• **Data for this task**
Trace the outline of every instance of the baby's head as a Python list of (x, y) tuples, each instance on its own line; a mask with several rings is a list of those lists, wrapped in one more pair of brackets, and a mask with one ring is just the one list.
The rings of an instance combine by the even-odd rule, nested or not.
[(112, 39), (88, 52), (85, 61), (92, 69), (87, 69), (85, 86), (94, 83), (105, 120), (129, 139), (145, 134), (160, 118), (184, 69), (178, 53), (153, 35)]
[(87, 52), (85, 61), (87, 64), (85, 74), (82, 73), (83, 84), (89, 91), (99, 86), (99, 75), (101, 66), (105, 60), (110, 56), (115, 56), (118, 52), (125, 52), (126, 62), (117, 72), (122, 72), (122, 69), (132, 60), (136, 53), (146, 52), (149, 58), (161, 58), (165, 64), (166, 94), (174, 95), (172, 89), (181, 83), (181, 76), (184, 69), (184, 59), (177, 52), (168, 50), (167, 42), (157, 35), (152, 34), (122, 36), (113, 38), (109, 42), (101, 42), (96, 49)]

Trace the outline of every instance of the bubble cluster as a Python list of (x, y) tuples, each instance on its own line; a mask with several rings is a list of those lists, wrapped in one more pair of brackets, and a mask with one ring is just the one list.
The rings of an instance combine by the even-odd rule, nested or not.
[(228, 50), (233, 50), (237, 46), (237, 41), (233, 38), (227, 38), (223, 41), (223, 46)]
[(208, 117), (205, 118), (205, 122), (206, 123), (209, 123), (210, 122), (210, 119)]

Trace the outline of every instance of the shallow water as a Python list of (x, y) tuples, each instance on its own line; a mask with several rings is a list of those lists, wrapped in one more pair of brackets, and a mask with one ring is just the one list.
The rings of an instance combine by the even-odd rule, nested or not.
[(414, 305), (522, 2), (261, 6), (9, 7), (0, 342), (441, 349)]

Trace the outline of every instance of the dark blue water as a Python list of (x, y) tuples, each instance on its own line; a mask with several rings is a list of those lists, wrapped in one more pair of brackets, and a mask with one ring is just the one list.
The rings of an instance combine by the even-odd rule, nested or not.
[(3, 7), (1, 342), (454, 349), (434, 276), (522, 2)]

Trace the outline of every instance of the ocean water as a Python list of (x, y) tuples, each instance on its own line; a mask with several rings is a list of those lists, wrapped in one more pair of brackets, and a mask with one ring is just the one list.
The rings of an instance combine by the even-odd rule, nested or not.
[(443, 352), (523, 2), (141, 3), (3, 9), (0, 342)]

• **The task**
Return, in full, every line of the listing above that contains the string "Trace". Capital and lowercase letters must match.

• **Task answer**
Trace the outline of every instance of the baby's head as a Python list of (x, y) tuples, each instance on its own line; a mask with several rings is a list of those lists, wrapped in one more pair of brackets, and a mask with one ring is just the one list.
Trace the outline of every instance of the bubble cluster as a Python list of (x, y) tuples, each instance on its own line; a mask with several rings is a list of those lists, wrapped in one more pair of brackets, and a mask with one ring is just the one list.
Trace the outline of every instance of the shallow water as a Python list of (x, y) tuples, each instance on its own line; a mask with several rings is a list of those lists, wrapped in one more pair of brackets, and a mask with one ring is just the one list.
Trace the outline of every instance of the dark blue water as a Python list of (x, y) tuples, each instance on its own line; a mask with several rings is a list of those lists, wrapped in one more pair of brackets, and a mask with one ring is just the one list.
Trace the outline of every instance of the ocean water as a Python list of (x, y) tuples, each instance on its own line; a mask with several rings is a list of those lists, wrapped in one more pair of brackets, and a mask with one ring is just the one list.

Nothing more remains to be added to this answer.